## TASK REQUIREMENTS
a. List every person named in the "More Links" post.
b. Reproduce the "More Links" post, from "Kate: I couldn’t put" through "storytelling it is.".

## DOCUMENT EXTRACT
More Links

Via Melissa at The Feminist Texican Reads, Edwidge Dandicat tells stories and talks about Haiti. As Melissa says, it’s long but worth it. My favorite bit, which is from her second story, “I dreamed of telling you a story. And since this story would be my last, I wanted it to be a perfect story. Not perfect in execution, but perfect only in intent.” The first bit is edited a bit, to shorten it to get at what really spoke to me, so you’ll have to listen to the whole thing to get the real version. But seriously, ugh, I love that so much. Do you ever get stuck on/fall in love with bits of writing? I think the only time I believe in love at first sight(/hearing/reading) is with art.

Via Tanita Davis at Finding Wonderland, two writers read The Giver for the first time as adults. I know Mia also first read it as an adult – how does your experience relate to theirs? A non-spoilery quote (don’t read the piece if you haven’t read the book – just go read the book):

Kate: I couldn’t put it down. I read it in one sitting; I got two pages in and moved my towel under the umbrella and finished it there. It’s so lean, the pacing is so good, and it’s brutal and unrelenting and all those words that sound like movie blurbs. It lacks the romance or the humor or anything that would be that spoonful of sugar, but that’s a testament to how perfect a piece of storytelling it is.

## ENTRIES SHOWN
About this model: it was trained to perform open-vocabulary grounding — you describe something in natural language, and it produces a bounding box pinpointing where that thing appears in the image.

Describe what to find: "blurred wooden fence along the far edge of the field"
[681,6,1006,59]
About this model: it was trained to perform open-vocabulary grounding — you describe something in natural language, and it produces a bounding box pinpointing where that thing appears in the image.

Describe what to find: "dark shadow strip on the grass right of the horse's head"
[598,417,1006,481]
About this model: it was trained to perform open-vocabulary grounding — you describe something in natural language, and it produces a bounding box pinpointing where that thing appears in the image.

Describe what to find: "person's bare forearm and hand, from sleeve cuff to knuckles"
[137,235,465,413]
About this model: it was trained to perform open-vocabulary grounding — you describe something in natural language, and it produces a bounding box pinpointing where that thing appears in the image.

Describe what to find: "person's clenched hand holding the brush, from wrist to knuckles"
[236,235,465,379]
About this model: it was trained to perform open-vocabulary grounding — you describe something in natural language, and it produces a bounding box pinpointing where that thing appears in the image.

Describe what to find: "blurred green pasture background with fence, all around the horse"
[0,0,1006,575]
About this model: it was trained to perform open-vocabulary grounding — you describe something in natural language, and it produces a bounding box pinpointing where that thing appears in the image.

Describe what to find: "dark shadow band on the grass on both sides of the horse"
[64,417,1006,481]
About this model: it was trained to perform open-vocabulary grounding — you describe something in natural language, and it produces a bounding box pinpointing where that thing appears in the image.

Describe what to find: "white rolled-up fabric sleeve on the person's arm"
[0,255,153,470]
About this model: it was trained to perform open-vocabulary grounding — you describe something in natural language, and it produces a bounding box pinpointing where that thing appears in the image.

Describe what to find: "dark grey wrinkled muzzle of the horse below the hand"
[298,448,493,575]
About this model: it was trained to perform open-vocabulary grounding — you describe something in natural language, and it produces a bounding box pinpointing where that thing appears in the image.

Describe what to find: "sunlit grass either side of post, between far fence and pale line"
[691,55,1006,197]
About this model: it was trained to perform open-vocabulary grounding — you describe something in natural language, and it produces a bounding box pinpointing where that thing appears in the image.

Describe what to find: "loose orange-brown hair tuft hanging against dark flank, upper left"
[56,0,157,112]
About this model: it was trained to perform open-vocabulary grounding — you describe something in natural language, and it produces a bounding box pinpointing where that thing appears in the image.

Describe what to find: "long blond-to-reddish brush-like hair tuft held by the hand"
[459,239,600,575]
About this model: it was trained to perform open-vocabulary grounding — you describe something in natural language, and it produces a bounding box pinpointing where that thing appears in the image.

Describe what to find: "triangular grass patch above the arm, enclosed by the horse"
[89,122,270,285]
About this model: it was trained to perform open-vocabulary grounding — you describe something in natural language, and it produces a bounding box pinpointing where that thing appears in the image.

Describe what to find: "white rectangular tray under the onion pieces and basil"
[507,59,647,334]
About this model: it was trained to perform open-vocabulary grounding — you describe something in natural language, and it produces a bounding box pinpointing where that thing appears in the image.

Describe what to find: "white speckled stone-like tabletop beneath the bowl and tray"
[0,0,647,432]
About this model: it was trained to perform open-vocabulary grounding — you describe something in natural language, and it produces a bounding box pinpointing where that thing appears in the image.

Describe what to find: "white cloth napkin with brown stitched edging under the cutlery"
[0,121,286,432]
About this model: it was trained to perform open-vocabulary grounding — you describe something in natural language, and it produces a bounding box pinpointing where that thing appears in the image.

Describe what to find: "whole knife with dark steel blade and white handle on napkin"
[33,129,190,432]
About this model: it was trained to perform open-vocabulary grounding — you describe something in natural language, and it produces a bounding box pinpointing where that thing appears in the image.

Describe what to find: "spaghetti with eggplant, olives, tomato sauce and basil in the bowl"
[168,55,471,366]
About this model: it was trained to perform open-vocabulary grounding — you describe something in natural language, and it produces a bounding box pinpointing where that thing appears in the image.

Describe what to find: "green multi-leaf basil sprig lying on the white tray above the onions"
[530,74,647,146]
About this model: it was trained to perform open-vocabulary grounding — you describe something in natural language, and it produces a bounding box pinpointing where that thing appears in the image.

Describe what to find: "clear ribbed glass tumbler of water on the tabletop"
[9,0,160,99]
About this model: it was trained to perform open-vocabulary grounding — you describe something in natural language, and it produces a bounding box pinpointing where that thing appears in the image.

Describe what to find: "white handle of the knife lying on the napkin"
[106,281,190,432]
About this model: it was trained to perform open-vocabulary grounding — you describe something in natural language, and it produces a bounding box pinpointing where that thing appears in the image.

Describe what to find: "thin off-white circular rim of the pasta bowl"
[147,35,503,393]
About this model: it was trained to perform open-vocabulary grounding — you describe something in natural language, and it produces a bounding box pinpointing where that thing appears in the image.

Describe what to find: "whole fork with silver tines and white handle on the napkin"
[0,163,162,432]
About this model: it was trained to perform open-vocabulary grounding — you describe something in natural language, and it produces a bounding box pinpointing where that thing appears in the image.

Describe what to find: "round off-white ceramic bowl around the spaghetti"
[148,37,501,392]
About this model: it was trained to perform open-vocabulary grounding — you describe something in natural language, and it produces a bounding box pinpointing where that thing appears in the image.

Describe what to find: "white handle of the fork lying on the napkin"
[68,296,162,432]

## ANSWER LIST
a. Melissa, Edwidge Dandicat, Tanita Davis, Mia, Kate

b.
Kate: I couldn’t put it down. I read it in one sitting; I got two pages in and moved my towel under the umbrella and finished it there. It’s so lean, the pacing is so good, and it’s brutal and unrelenting and all those words that sound like movie blurbs. It lacks the romance or the humor or anything that would be that spoonful of sugar, but that’s a testament to how perfect a piece of storytelling it is.